SHORT TASK:
Rewrite the lines of the records running from the line with "the white rocking" up to and including the last line of the records, keeping the requests in place and multiplying every coordinate in the answers by 1.1, rounded to the nearest whole number with halves rounded up.

(Dataset records about object locations)
▽
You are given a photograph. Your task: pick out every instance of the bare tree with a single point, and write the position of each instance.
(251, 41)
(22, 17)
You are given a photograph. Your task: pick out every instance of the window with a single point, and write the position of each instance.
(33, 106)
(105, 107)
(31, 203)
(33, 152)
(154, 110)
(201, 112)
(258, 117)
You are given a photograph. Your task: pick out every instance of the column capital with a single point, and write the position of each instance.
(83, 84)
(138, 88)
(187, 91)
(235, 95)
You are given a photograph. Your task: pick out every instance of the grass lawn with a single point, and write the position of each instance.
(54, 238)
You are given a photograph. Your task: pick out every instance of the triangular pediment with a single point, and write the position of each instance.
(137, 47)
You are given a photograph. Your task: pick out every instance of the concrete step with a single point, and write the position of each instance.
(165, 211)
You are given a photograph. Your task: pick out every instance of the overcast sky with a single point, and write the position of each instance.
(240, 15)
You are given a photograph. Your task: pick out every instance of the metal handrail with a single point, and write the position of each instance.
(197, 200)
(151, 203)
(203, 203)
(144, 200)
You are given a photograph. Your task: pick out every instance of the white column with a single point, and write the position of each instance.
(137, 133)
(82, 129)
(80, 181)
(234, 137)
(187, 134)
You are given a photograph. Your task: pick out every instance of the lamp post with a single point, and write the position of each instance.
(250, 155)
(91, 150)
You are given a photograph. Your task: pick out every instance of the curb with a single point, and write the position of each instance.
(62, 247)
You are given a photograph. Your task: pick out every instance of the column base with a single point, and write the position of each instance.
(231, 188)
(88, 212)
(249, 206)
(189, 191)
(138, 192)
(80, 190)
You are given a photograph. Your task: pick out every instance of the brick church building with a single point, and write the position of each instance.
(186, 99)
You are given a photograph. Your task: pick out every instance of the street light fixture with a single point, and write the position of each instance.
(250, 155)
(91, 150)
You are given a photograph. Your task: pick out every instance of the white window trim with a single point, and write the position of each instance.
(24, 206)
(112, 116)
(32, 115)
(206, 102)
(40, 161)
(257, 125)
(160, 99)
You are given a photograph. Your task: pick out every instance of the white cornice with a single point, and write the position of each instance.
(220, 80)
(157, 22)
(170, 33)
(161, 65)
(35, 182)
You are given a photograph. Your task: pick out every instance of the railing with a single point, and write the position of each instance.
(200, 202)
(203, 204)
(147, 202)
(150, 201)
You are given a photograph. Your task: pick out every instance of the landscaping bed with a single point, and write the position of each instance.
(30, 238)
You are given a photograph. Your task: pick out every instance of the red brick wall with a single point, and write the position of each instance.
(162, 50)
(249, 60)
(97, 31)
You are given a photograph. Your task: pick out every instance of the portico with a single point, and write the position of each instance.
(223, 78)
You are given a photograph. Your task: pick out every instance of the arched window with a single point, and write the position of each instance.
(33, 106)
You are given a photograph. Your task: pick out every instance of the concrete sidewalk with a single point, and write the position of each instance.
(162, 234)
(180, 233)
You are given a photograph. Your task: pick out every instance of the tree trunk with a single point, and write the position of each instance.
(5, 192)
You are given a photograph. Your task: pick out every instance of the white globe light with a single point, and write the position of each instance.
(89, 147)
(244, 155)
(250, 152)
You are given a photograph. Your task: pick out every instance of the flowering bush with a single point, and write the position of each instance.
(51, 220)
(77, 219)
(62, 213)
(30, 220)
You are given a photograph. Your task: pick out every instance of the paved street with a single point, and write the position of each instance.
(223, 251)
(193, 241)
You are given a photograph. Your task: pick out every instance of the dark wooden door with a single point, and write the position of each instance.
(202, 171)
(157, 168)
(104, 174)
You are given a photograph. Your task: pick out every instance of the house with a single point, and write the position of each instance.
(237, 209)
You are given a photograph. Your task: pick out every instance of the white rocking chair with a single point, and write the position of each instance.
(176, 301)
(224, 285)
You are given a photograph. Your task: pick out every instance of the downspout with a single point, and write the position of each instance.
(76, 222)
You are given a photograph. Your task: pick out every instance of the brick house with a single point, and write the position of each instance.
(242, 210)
△
TASK OUTPUT:
You are given a photograph. Your task: pick out every instance of the white rocking chair with a single point, and write the position of each instance.
(194, 331)
(246, 314)
You are given a photograph. Your task: pick out every instance of the downspout with a single point, and write the position of each instance.
(84, 244)
You are given a photograph. Your task: pick out every instance of the brick house with a single point, and write the position of each instance.
(266, 231)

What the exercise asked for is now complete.